Segment Start: SUPPLIED INFORMATION

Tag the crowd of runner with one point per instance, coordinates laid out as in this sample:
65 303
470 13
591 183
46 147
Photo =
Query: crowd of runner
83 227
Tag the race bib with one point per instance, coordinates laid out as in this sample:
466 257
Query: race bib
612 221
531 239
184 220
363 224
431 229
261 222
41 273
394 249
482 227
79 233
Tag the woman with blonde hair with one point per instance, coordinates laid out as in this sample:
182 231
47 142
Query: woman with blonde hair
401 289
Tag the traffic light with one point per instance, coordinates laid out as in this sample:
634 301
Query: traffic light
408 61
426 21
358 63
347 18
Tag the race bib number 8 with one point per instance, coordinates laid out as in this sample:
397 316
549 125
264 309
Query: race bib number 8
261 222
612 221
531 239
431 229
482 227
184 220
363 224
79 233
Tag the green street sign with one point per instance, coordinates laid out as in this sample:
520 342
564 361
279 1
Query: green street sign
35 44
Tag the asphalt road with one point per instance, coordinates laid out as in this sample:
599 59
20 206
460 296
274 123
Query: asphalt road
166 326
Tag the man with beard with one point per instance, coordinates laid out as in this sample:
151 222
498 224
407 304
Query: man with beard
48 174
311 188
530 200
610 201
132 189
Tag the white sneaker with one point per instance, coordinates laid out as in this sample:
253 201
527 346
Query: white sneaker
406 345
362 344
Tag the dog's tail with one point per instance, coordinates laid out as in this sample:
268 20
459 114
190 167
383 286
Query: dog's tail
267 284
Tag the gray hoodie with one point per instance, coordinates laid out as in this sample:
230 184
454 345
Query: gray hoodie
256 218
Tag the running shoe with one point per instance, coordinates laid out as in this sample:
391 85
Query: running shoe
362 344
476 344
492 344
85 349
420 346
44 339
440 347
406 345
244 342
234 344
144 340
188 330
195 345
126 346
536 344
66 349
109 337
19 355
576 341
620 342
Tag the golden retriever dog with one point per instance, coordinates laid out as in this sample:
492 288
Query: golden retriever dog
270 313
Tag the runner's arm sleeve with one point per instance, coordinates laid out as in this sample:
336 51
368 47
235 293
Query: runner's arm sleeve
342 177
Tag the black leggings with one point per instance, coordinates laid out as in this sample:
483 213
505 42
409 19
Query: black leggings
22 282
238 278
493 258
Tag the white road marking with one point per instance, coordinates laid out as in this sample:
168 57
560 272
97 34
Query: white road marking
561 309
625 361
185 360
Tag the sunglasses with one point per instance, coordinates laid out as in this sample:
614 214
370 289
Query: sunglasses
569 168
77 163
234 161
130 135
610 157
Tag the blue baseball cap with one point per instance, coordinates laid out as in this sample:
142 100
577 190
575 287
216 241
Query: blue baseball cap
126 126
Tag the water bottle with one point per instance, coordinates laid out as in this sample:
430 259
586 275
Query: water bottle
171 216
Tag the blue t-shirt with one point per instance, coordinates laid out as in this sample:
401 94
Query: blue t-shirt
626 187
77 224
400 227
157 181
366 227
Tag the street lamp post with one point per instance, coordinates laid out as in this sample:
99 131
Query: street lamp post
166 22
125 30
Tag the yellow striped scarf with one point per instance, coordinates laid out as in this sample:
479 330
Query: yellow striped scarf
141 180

Segment End: SUPPLIED INFORMATION

▶ **EXERCISE OBJECTIVE**
Copy the records out again word for word.

▶ **RESULT OF THIS TASK**
Tag the crowd of runner with one point per instance, coordinates laid out as in this sample:
65 303
470 13
591 183
46 147
Photo =
Query: crowd of runner
83 227
Tag the race bib with one point per instance, coordinates laid out as in this sample:
466 257
Query: race bib
612 221
531 239
184 220
363 224
431 229
261 222
41 273
394 249
482 227
79 233
Tag the woman with blonde hair with one point per instance, coordinates laid out as in this sample:
182 231
47 142
Query: woman with blonde hair
401 289
Tag the traffic light with one point per instance, coordinates laid out as in this sample:
634 301
Query: traffic light
408 61
426 21
358 63
347 18
Tag the race bib number 8 with one point per instance, coordinates laid out as in this sample:
397 316
549 125
264 309
Query: race bib number 8
261 222
612 221
531 239
431 229
482 227
184 220
363 224
79 233
Tag the green street sign with one point per instance, coordinates laid out as in this sample:
520 342
564 361
279 1
Query: green street sign
35 44
Tag the asphalt road with one point per instance, coordinates laid out as in this sample:
599 59
20 206
460 296
274 123
Query: asphalt road
166 326
Tag the man with beard with one point per instance, coordinates laid out as in this sample:
151 222
498 224
407 304
Query: man with beard
48 174
311 188
530 200
610 201
132 189
Tag the white sneaker with one point per instance, coordinates laid out as in this sample:
253 201
527 346
Query: white sneaker
406 345
362 344
Tag the dog's tail with one point per instance, coordinates laid out as in this sample:
268 20
459 114
190 167
383 286
Query: dog's tail
267 284
Tag the gray hoodie with one point per instance, coordinates laid out as in this sample:
230 184
454 345
Query: gray hoodie
256 218
Tag the running shoe with one point per instance, coordinates laid out as in this sample:
391 85
Query: running shoe
362 344
476 344
492 344
85 349
420 346
44 339
440 347
406 345
244 342
234 344
144 340
188 330
195 345
126 346
536 344
66 349
109 337
19 355
576 341
620 342
Tag the golden retriever dog with one point per instance, coordinates laid out as in this sample:
492 288
Query: golden retriever dog
270 313
Tag the runner's arm sleeve with one point per instance, coordinates laid out as in this sample:
336 51
368 47
235 293
Query: runner's arm sleeve
342 177
Tag the black leggings with one point per instance, coordinates laid out as in this sample:
483 213
505 42
409 19
Query: black leggings
22 282
238 278
493 258
Tag the white road marking with one point per instance, coordinates laid out as in this sample:
168 57
560 272
97 34
Query: white road marking
561 309
625 361
185 360
Tag the sunglasses with one point per instance, coordinates laid out as in this sample:
614 214
370 289
Query: sunglasses
569 168
77 163
234 161
130 135
610 157
Tag the blue baseball cap with one point per instance, coordinates laid out as in this sample:
142 100
577 190
575 287
216 241
Query: blue baseball cap
126 126
Tag the water bottle with one point per instance, coordinates laid out as in this sample:
430 259
586 275
Query: water bottle
171 216
Tag the blue t-shirt with one point per instance, coordinates laid out as in this sample:
401 94
Query: blue t-shirt
626 187
77 224
400 227
157 181
366 227
Tag the street lamp post with one point per instance, coordinates laid out as in this sample:
99 131
Query: street lamp post
166 22
125 30
Tag the yellow striped scarf with one point per instance, coordinates laid out as in this sample:
479 330
Query: yellow striped scarf
141 180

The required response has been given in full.